Update the stretch of the excerpt on Martha Miller's testimony from "Martha Miller, who" through "the next day." so that "stunned" is replaced with "shocked".
=== TEXT TO READ ===
Martha Miller, who was near Damrow at her own desk, testified she first noticed the Grievant when he raised his voice, and that he was leaning over the counter toward Damrow waving a piece of paper in his hand. Miller testified that all she recalled the Grievant saying was, "Did you write this?", and that he repeated this several times. She described the Grievant as being "very loud and disruptive" and that he spoke to Damrow in a "loud, angry voice". Miller testified that Damrow looked "stunned" and afterward was "very white, shaking" and that she still appeared upset by the incident the next day.
=== RAW RECORDS ===
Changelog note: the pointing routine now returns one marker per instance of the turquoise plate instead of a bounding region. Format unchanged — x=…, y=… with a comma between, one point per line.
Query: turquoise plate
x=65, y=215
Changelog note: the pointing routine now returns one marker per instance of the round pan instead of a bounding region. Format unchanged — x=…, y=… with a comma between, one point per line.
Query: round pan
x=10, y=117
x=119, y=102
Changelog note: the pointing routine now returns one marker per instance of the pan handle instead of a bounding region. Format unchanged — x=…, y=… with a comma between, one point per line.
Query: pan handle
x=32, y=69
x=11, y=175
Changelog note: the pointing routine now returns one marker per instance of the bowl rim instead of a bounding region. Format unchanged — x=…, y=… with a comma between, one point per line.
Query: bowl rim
===
_EXERCISE OUTPUT_.
Martha Miller, who was near Damrow at her own desk, testified she first noticed the Grievant when he raised his voice, and that he was leaning over the counter toward Damrow waving a piece of paper in his hand. Miller testified that all she recalled the Grievant saying was, "Did you write this?", and that he repeated this several times. She described the Grievant as being "very loud and disruptive" and that he spoke to Damrow in a "loud, angry voice". Miller testified that Damrow looked "shocked" and afterward was "very white, shaking" and that she still appeared upset by the incident the next day.